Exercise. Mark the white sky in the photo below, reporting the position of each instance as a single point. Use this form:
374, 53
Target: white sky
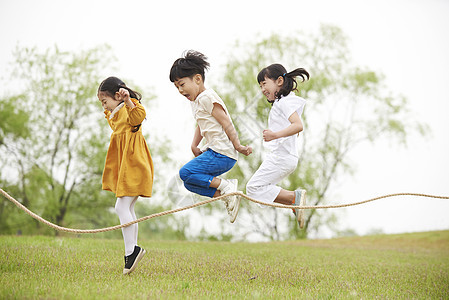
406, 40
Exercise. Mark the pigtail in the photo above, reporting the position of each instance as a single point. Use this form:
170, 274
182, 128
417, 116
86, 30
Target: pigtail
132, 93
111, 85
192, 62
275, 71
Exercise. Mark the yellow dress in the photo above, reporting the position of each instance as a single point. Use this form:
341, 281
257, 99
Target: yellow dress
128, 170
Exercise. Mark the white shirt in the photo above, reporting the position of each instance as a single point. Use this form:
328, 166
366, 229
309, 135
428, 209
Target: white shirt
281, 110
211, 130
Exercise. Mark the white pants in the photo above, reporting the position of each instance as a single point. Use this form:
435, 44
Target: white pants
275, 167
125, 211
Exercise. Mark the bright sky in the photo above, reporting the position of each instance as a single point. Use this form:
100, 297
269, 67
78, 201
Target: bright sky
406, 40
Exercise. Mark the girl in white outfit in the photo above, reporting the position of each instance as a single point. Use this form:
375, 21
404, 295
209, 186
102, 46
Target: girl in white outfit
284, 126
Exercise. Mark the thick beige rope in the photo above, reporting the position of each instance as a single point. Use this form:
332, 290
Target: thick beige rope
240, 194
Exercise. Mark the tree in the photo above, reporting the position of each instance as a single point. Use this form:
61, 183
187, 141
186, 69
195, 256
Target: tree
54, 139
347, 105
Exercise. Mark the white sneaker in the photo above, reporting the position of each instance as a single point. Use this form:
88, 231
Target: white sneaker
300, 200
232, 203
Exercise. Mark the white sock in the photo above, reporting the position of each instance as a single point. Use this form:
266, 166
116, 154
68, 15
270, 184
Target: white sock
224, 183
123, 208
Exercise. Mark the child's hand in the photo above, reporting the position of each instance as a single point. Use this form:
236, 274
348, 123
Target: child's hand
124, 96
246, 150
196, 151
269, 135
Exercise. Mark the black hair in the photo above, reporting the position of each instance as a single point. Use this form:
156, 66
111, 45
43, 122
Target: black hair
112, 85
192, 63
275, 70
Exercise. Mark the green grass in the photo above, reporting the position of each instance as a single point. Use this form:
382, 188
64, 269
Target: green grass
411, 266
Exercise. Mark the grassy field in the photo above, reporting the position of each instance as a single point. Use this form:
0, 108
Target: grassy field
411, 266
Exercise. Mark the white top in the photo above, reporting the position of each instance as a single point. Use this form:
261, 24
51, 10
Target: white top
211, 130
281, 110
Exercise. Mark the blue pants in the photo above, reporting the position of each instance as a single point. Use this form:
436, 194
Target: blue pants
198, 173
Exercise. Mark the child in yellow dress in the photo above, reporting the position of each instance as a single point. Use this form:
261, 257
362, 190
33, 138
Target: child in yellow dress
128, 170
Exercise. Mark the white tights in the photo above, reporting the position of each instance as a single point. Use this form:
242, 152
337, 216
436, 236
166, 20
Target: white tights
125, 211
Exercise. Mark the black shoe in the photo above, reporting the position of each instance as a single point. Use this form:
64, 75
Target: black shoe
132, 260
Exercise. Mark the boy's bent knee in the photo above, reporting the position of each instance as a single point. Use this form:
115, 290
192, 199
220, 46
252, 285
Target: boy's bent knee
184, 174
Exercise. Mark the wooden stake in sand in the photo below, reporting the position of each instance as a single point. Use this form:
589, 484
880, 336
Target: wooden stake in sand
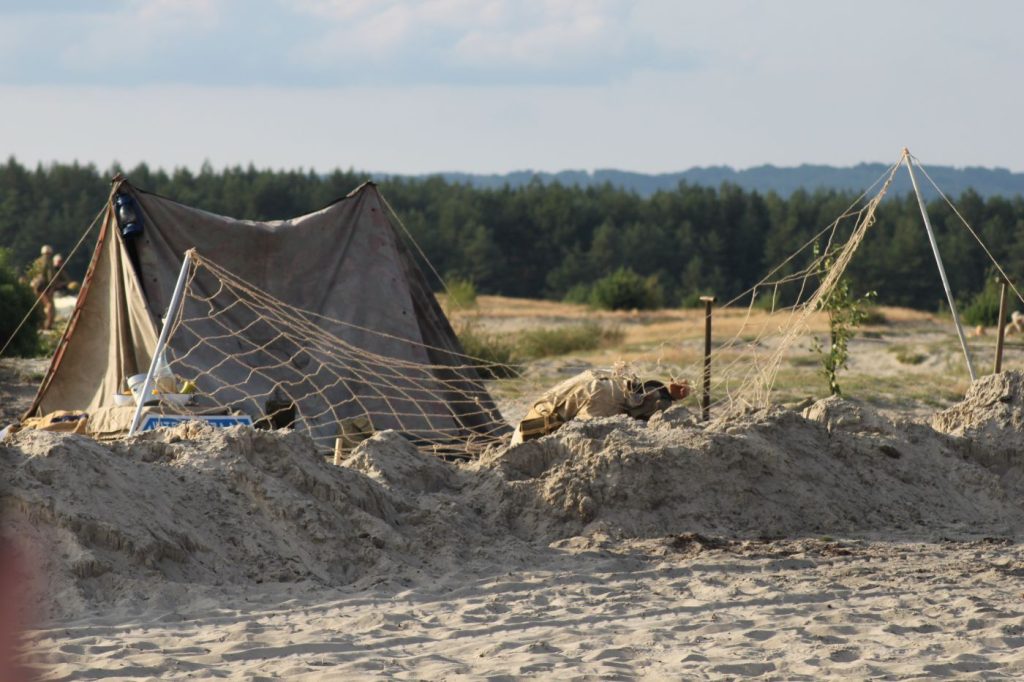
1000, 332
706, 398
·····
* [Short problem]
Rewrite the lines of all the items above as a Markdown table with two columns, "No." and "Text." Give each line its own numbered row, skip blank lines, and leave out the pictures.

* [Result below]
| No. | Text |
|---|---|
| 1 | Exercise. Mark the white sky in the photo below, reporting the position of each instance as a single point. Use this form: |
| 2 | 374, 53 |
| 3 | Target: white sky |
| 4 | 406, 40 |
| 5 | Exercise. Mark the pigtail in the photo above, reporting the position of each instance as a single point. Use this form: |
| 6 | 170, 274 |
| 7 | 182, 128 |
| 8 | 417, 116 |
| 9 | 86, 30 |
| 10 | Target: pigtail |
| 11 | 132, 93 |
| 12 | 111, 85 |
| 13 | 192, 62 |
| 14 | 275, 71 |
| 15 | Exercise. Mark the yellow dress in the photo above, reporting the position of each instance as a single point. Use this form: |
| 16 | 341, 281 |
| 17 | 257, 99 |
| 18 | Target: yellow dress |
| 19 | 128, 170 |
| 20 | Exercise. Mark the white shirt in the photo above, reporting the position of each instance as a single point. Use this form: |
| 21 | 328, 166 |
| 22 | 366, 229 |
| 23 | 309, 135 |
| 24 | 428, 209 |
| 25 | Target: white shirt |
| 26 | 281, 110 |
| 27 | 211, 130 |
| 28 | Exercise. Mark the white pants in the photo above, reporting the position of each instance as a single point. Use this form: |
| 29 | 435, 44 |
| 30 | Target: white pants |
| 31 | 275, 167 |
| 32 | 125, 211 |
| 33 | Exercise. Mark the bright sky in the photo above, reporting the position of each instance as a single point. Use this form: |
| 34 | 100, 297 |
| 35 | 269, 67 |
| 36 | 78, 201 |
| 37 | Target: bright sky |
| 38 | 406, 40 |
| 39 | Exercise. Mark the girl in white outfit in the photo above, reporting the position of each instance as a single point. Use this form: |
| 40 | 375, 21 |
| 41 | 404, 295 |
| 42 | 209, 186 |
| 43 | 102, 46 |
| 44 | Target: girl in white outfit |
| 45 | 284, 126 |
| 46 | Exercise. Mark the thick beige rope in the photo above, reporting the position of each instance as a single point. Use this form: |
| 47 | 332, 290 |
| 48 | Target: thick beige rope |
| 49 | 240, 194 |
| 50 | Exercise. Mark the tree in the photo above, reporting the position of each instance as a single point. Use this form: |
| 51 | 61, 183 |
| 52 | 187, 141 |
| 53 | 186, 69 |
| 54 | 195, 256 |
| 55 | Target: tree |
| 56 | 54, 139 |
| 57 | 347, 105 |
| 58 | Exercise. Mark the white sneaker in the photo above, reporting the position of each instance as a single point. Use this form: |
| 59 | 88, 231 |
| 60 | Target: white sneaker |
| 61 | 300, 200 |
| 62 | 232, 203 |
| 63 | Exercise. Mark the white sock in the photo above, reporting the position of each instance as a single point. Use this form: |
| 64 | 266, 166 |
| 65 | 116, 154 |
| 66 | 68, 15 |
| 67 | 270, 184 |
| 68 | Target: white sock |
| 69 | 224, 183 |
| 70 | 123, 208 |
| 71 | Exercise. Mark the child's hand in the photo above, reporting the position of each instance as a single point. Use this form: |
| 72 | 236, 274 |
| 73 | 348, 123 |
| 74 | Target: child's hand |
| 75 | 124, 96 |
| 76 | 246, 150 |
| 77 | 196, 151 |
| 78 | 269, 135 |
| 79 | Exercise. Mark the black hair in the photo above, reporting the position of each instance as a single point. Use this form: |
| 80 | 156, 66 |
| 81 | 111, 45 |
| 82 | 43, 122 |
| 83 | Target: black hair |
| 84 | 112, 85 |
| 85 | 192, 63 |
| 86 | 275, 70 |
| 87 | Exercise. Mark the green grass in the photo above, reporting the position of each instance as a single point. Use this form: |
| 88 | 382, 188 |
| 89 | 64, 269 |
| 90 | Target: green grass |
| 91 | 411, 266 |
| 92 | Exercise. Mark the grassy field in the photo above, reporting the position of each instance as a single point. Use this form: |
| 93 | 0, 108 |
| 94 | Target: grassy field |
| 95 | 411, 266 |
| 96 | Exercise. Mark the white top in the photo above, reporting the position of each instance as a single point. Use this form: |
| 97 | 261, 24 |
| 98 | 51, 10 |
| 99 | Target: white top |
| 100 | 211, 130 |
| 101 | 281, 110 |
| 102 | Exercise. Mark the blue pants in the photo above, reporting the position of each instance as a single point. Use this form: |
| 103 | 436, 194 |
| 104 | Target: blue pants |
| 105 | 198, 173 |
| 106 | Exercise. Mark the child in yellow dress in the photo above, reporting the position of each instance as a single point. Use this form: |
| 107 | 261, 257 |
| 108 | 362, 190 |
| 109 | 33, 138 |
| 110 | Target: child in yellow dress |
| 111 | 128, 170 |
| 112 | Exercise. Mark the white tights in the photo above, reporting the position of each instance as a single point. Use this form: |
| 113 | 242, 152 |
| 114 | 337, 216 |
| 115 | 436, 236 |
| 116 | 166, 20 |
| 117 | Target: white tights |
| 118 | 125, 211 |
| 119 | Exercise. Mark the black shoe in the photo above, reporting the position of each instance as a single point. Use this form: |
| 120 | 64, 75 |
| 121 | Target: black shoe |
| 122 | 132, 260 |
| 123 | Exercise. Mark the boy's bent knee in the photo above, reporting the position of each instance as a single point. Use this form: |
| 124 | 115, 290 |
| 125 | 192, 199 |
| 126 | 220, 46 |
| 127 | 252, 285 |
| 128 | Target: boy's bent knee |
| 129 | 184, 174 |
| 130 | Exercise. Mark the wooden stake in sand in the photo below, reporting the position of each instance as a single point. Use this form: |
| 131 | 589, 484 |
| 132 | 880, 336 |
| 133 | Target: wooden stake in sand |
| 134 | 1000, 332 |
| 135 | 706, 398 |